::: EXTRACTED RECORDS :::
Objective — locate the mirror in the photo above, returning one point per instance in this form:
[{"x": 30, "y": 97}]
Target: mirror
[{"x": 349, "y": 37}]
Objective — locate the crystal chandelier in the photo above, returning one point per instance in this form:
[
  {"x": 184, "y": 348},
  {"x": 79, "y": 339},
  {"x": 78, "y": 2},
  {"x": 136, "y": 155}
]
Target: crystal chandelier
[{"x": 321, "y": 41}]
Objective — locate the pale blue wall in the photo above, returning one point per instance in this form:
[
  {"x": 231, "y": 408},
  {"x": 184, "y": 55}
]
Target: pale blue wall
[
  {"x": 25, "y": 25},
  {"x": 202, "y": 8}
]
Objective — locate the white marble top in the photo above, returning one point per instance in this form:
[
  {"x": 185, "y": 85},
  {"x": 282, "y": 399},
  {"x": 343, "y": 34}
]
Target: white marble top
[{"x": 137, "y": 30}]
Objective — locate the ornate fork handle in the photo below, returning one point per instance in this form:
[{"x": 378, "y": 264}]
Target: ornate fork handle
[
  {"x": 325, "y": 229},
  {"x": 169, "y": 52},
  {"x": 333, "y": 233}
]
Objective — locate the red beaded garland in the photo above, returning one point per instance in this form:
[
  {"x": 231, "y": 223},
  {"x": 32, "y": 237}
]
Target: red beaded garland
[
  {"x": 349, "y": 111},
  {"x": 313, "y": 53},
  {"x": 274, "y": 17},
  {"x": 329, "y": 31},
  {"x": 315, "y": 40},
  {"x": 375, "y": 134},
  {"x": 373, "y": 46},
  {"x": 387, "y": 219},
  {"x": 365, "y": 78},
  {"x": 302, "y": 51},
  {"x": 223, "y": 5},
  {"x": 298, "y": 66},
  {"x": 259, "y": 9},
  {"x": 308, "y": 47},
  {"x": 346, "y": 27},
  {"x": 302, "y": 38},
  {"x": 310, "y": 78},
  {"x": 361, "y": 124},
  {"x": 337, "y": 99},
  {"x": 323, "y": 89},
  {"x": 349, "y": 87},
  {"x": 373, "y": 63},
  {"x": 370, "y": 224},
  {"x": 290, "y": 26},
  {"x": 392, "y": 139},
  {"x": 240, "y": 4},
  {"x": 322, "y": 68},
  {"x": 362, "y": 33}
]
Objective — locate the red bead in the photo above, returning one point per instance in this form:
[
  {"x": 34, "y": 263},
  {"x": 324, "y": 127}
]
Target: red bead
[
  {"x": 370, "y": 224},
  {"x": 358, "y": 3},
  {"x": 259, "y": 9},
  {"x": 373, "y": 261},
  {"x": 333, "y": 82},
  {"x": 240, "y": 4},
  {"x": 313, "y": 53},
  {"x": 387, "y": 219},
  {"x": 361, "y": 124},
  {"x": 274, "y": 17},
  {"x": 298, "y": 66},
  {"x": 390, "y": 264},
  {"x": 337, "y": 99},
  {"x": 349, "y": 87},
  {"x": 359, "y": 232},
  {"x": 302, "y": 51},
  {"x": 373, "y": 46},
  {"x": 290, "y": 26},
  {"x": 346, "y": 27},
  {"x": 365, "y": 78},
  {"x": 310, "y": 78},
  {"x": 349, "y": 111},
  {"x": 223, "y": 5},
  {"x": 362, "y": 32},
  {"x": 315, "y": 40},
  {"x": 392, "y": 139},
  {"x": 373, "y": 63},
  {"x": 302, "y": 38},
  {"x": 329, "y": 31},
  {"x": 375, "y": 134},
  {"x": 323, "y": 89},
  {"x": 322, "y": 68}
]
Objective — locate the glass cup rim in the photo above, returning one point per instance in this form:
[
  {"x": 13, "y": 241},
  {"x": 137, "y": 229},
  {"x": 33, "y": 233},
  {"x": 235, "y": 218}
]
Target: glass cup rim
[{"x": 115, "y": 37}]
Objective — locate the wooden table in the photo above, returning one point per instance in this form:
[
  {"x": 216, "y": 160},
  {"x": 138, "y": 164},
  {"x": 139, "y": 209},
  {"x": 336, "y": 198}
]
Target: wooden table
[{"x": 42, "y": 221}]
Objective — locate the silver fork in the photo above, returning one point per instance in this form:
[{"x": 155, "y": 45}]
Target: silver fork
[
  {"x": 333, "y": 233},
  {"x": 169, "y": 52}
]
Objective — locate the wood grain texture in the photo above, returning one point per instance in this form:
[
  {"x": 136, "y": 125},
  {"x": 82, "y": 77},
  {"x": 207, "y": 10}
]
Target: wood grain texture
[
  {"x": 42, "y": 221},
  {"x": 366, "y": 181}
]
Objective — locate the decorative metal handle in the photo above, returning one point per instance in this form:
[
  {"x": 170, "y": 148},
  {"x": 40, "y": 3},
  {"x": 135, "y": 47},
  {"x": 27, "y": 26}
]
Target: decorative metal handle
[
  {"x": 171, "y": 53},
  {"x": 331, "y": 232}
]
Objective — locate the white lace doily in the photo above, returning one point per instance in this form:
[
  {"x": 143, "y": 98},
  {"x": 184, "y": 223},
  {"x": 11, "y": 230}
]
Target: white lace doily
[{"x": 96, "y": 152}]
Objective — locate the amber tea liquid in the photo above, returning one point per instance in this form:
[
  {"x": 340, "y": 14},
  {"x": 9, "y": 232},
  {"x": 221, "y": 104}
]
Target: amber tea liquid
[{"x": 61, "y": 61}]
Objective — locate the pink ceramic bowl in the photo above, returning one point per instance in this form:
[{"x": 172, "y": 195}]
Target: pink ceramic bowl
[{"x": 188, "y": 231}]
:::
• **SHORT TASK**
Your task is to print all of the records exactly.

• **CORRECT RESULT**
Objective — locate the mirror in the photo above, returning one point per instance in this form:
[{"x": 30, "y": 97}]
Target: mirror
[{"x": 349, "y": 37}]
Objective — locate the crystal chandelier in the photo above, returning one point per instance in this form:
[
  {"x": 184, "y": 348},
  {"x": 79, "y": 339},
  {"x": 78, "y": 2},
  {"x": 136, "y": 155}
]
Target: crystal chandelier
[{"x": 321, "y": 41}]
Objective — locate the pale blue wall in the photo above, returning one point per instance in this form:
[
  {"x": 231, "y": 408},
  {"x": 184, "y": 55}
]
Target: pale blue wall
[
  {"x": 25, "y": 25},
  {"x": 202, "y": 8}
]
Objective — locate the white marble top in the photo above, returning one point per instance in this form:
[
  {"x": 185, "y": 85},
  {"x": 282, "y": 399},
  {"x": 343, "y": 34}
]
Target: white marble top
[{"x": 137, "y": 30}]
Objective — locate the ornate fork handle in the photo below, returning one point per instance in this form:
[{"x": 378, "y": 264}]
Target: ornate fork handle
[
  {"x": 325, "y": 229},
  {"x": 169, "y": 52},
  {"x": 333, "y": 233}
]
Objective — locate the red beaded garland in the photo above, returning one point per instance in this form:
[
  {"x": 231, "y": 223},
  {"x": 32, "y": 237}
]
Target: red beaded garland
[
  {"x": 349, "y": 111},
  {"x": 313, "y": 53},
  {"x": 274, "y": 17},
  {"x": 329, "y": 31},
  {"x": 315, "y": 40},
  {"x": 375, "y": 134},
  {"x": 373, "y": 46},
  {"x": 387, "y": 219},
  {"x": 365, "y": 78},
  {"x": 302, "y": 51},
  {"x": 223, "y": 5},
  {"x": 298, "y": 66},
  {"x": 259, "y": 9},
  {"x": 308, "y": 47},
  {"x": 346, "y": 27},
  {"x": 302, "y": 38},
  {"x": 310, "y": 78},
  {"x": 361, "y": 124},
  {"x": 337, "y": 99},
  {"x": 323, "y": 89},
  {"x": 349, "y": 87},
  {"x": 373, "y": 63},
  {"x": 370, "y": 224},
  {"x": 290, "y": 26},
  {"x": 392, "y": 139},
  {"x": 240, "y": 4},
  {"x": 322, "y": 68},
  {"x": 362, "y": 33}
]
Objective — locate the red bead in the photo above, returning one point per instance in this form:
[
  {"x": 34, "y": 263},
  {"x": 324, "y": 127}
]
Target: red bead
[
  {"x": 370, "y": 224},
  {"x": 358, "y": 3},
  {"x": 259, "y": 9},
  {"x": 373, "y": 261},
  {"x": 333, "y": 82},
  {"x": 240, "y": 4},
  {"x": 313, "y": 53},
  {"x": 387, "y": 219},
  {"x": 361, "y": 124},
  {"x": 274, "y": 17},
  {"x": 298, "y": 66},
  {"x": 390, "y": 264},
  {"x": 337, "y": 99},
  {"x": 349, "y": 87},
  {"x": 359, "y": 232},
  {"x": 302, "y": 51},
  {"x": 373, "y": 46},
  {"x": 290, "y": 26},
  {"x": 346, "y": 27},
  {"x": 365, "y": 78},
  {"x": 310, "y": 78},
  {"x": 349, "y": 111},
  {"x": 223, "y": 5},
  {"x": 362, "y": 32},
  {"x": 315, "y": 40},
  {"x": 392, "y": 139},
  {"x": 373, "y": 63},
  {"x": 302, "y": 38},
  {"x": 329, "y": 31},
  {"x": 375, "y": 134},
  {"x": 323, "y": 89},
  {"x": 322, "y": 68}
]
Objective — locate the glass cup rim in the photo above, returning one point per instance in this form:
[
  {"x": 13, "y": 241},
  {"x": 137, "y": 229},
  {"x": 33, "y": 233},
  {"x": 235, "y": 218}
]
Target: glass cup rim
[{"x": 115, "y": 37}]
Objective — locate the wooden table in the photo above, returning one point per instance in this form:
[
  {"x": 216, "y": 160},
  {"x": 138, "y": 164},
  {"x": 139, "y": 209},
  {"x": 336, "y": 198}
]
Target: wooden table
[{"x": 42, "y": 221}]
Objective — locate the silver fork in the photo above, returning one point per instance in this form:
[{"x": 155, "y": 45}]
Target: silver fork
[
  {"x": 333, "y": 233},
  {"x": 169, "y": 52}
]
Objective — locate the wood grain texture in the photo above, returning one point per instance in this form:
[
  {"x": 136, "y": 125},
  {"x": 82, "y": 77},
  {"x": 207, "y": 10}
]
Target: wood grain texture
[
  {"x": 42, "y": 221},
  {"x": 366, "y": 181}
]
Objective — locate the decorative metal handle in the photo above, returning one point per instance in this form:
[
  {"x": 170, "y": 148},
  {"x": 40, "y": 3},
  {"x": 135, "y": 47},
  {"x": 27, "y": 26}
]
Target: decorative metal handle
[
  {"x": 171, "y": 53},
  {"x": 331, "y": 232}
]
Objective — locate the white lace doily in the photo above, returning one point per instance in this form:
[
  {"x": 143, "y": 98},
  {"x": 184, "y": 223},
  {"x": 11, "y": 230}
]
Target: white lace doily
[{"x": 96, "y": 152}]
Objective — locate the amber tea liquid in the photo above, returning one point per instance in this form:
[
  {"x": 340, "y": 14},
  {"x": 9, "y": 232},
  {"x": 221, "y": 104}
]
Target: amber tea liquid
[{"x": 61, "y": 61}]
Objective — locate the pink ceramic bowl in the photo above, returning one point per instance in this form:
[{"x": 172, "y": 195}]
Target: pink ceramic bowl
[{"x": 188, "y": 231}]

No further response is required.